++++ Text under study ++++
AI is breaking everything in IT. Once you add highly dense racks of GPUs, network bandwidth often becomes the choke point. Solve that, and further bottlenecks appear — data storage, lack of power to feed the data center, limited power distribution infrastructure within the data center, and inadequate cooling.
At Pure Storage’s Pure//Conference held this month in Las Vegas, the company laid out its vision of high-performance storage for the modern AI enterprise. Robert Alvarez, senior AI solutions architect at Pure Storage, explored the critical role of flash storage in enabling end-to-end AI/ML workflows as a means of ensuring fast, structured access to both raw and transformed data.
“Storage is the least talked about part of AI, yet it has become the lynchpin of AI and analytics performance,” said Alvarez.
Three big AI implementation challenges
He outlined several challenges facing AI implementations.
1. Unstructured data
Alvarez cited IDC data that out of 181 zettabytes (ZB) of the total worldwide data that will exist by the end of 2025, 80% of it is unstructured, whereas 10 years ago, only 18 ZB existed. This trend of rapid data growth is expected to continue, with unstructured information representing the bulk of it.
“Having 80% of your data unstructured is a problem for AI,” said Alvarez. “It must be organized into at least a semi-structured format for effective use in AI and analytics.”
++++ Data under study ++++
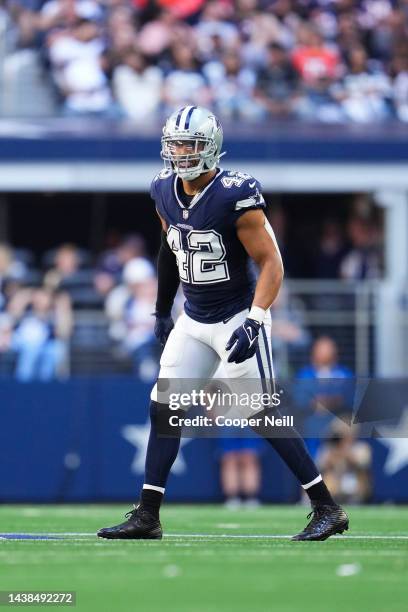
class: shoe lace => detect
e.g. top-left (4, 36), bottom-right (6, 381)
top-left (125, 504), bottom-right (140, 519)
top-left (305, 507), bottom-right (324, 530)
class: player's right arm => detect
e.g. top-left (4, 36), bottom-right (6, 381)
top-left (154, 213), bottom-right (180, 347)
++++
* [Required actions]:
A - According to the Pure Storage article, what share of the world's data at the end of 2025 will be unstructured, citing IDC?
B - Summarize the Pure Storage article in two sentences.
C - Translate this sentence from the Pure Storage article into Spanish: “Storage is the least talked about part of AI, yet it has become the lynchpin of AI and analytics performance,” said Alvarez.
The spatial localization data has no connection to the Pure Storage article.

* [Solutions for each task]:
A - 80% of the 181 zettabytes.

B - At its Pure//Conference in Las Vegas, Pure Storage laid out its vision of high-performance storage for AI, and senior AI solutions architect Robert Alvarez called storage the lynchpin of AI and analytics performance. Alvarez named unstructured data as one challenge, citing IDC figures that 80% of the 181 zettabytes existing by the end of 2025 will be unstructured, and said such data must be organized into at least a semi-structured format for effective use in AI.

C - «El almacenamiento es la parte de la IA de la que menos se habla, pero se ha convertido en el eje del rendimiento de la IA y la analítica», dijo Alvarez.